### Суть задания
Назовите все фамилии, которые в тексте о пьесе «Океан» приведены в скобках как «сливки русской литературы и критики».

Есть еще одна пьеса у Л. Андреева, не новая, а новейшая: "Океан". О ней, в сущности, и писать не приходится, в печати ее нет. Но зато в печати есть великолепные, яркие и ясные о ней отзывы, такие яркие, что, пожалуй, можно обойтись и без самой пьесы. "Властитель дум" собрал в редакции "Шиповника" "сливки русской литературы и критики" (Аничков, Боцяновский, Арабажин, Рейснер и мн. др.) и прочел перед ними "Океан". В сливки, конечно, попали и мухи. Одна такая муха написала об "Океане" очень любопытно. Муха еще полн трепета, еще не учуяла, откуда потянуло ветерком, да и упражняется она в газете "Речь", а "Речь" необыкновенно консерватизма по отношению к литературе. Раз преклонившись перед Л. Андреевым -- она не скоро отклонится.

"...Я подсмотрел то, -- пишет благоговейная муха, -- что (чего?) никто и никогда не имеет права видеть: зарождение таинственного цветка поэзии. Мне и страшно, и радостно было, как искателю клада, который бы увидал цвет (клад увидал цвет?) папоротника... Эти переживания..." "переживались вчера в редакции Шиповника". "...В эту ненастную ночь собрались..." на чтение "Океана". "Эту лирическую поэму, "суровую и нежную, пропитанную соленым запахом моря, читал Ходотов". "Закипали споры..." (Упоительно все, просто грех сокращать цитаты, да жаль места.) Вот "самый интересный момент": автор "дает свои разъяснения". "И неожиданно перед слушателями раскрывается самый процесс творчества Леонида Андреева". "В основе -- один из тех традиционных "проклятых вопросов", который давно уже стал общим местом (!!) и давно волнует" "совсем юные головы в гимназических фуражках" (трогательная добросовестность!) "Сознательное и бессознательное, человек и стихия, относительное и абсолют".

(Вот это не в бровь, а прямо в глаз. Автор и не подозревает, как он глубок и как ярко нарисовал "Океан".)

"...Хаггарт (очевидно, переодетый Лоренцо) пьет, но человек, который в ресторане требует водки, разве не кричит: "Хаос, приди на выручку!"

### Предоставленный перечень
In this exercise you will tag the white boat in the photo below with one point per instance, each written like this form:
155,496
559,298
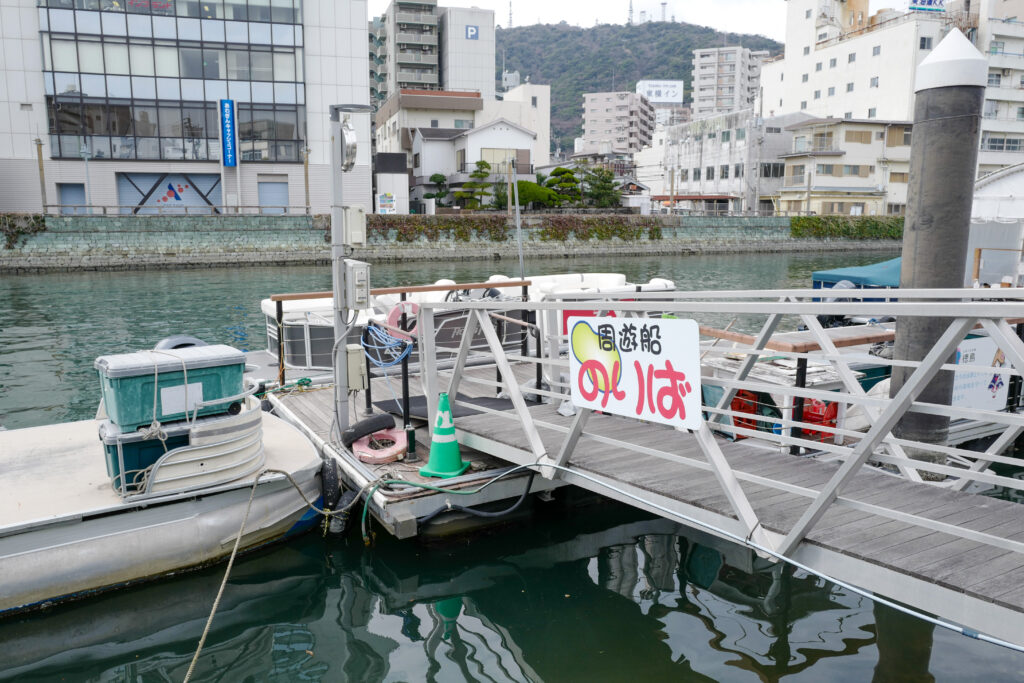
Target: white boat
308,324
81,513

--

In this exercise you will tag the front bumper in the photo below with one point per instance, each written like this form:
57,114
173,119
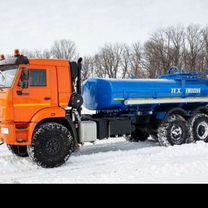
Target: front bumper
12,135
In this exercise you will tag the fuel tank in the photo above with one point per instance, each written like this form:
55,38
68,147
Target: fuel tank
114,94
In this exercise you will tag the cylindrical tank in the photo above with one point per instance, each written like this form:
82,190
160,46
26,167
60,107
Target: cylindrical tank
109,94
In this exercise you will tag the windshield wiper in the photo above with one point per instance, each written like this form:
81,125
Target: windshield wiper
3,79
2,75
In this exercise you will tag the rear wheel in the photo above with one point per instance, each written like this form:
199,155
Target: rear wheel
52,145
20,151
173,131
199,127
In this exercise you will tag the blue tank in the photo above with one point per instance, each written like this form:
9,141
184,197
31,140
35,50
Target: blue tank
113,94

---

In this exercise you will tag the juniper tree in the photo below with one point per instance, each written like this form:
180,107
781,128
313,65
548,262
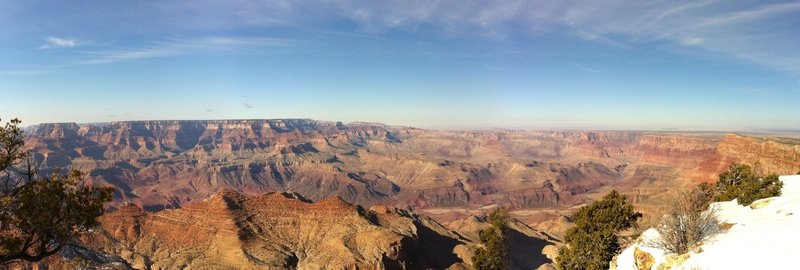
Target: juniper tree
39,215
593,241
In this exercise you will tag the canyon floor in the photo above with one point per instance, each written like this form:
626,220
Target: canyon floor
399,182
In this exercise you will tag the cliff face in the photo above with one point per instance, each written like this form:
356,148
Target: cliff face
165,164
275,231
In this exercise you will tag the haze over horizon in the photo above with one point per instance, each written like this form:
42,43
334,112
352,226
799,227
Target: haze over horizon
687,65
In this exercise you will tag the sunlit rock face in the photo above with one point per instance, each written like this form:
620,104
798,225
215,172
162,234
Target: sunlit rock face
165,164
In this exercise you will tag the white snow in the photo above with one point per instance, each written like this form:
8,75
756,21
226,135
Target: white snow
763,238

### Поле ответа
Аничков, Боцяновский, Арабажин, Рейснер.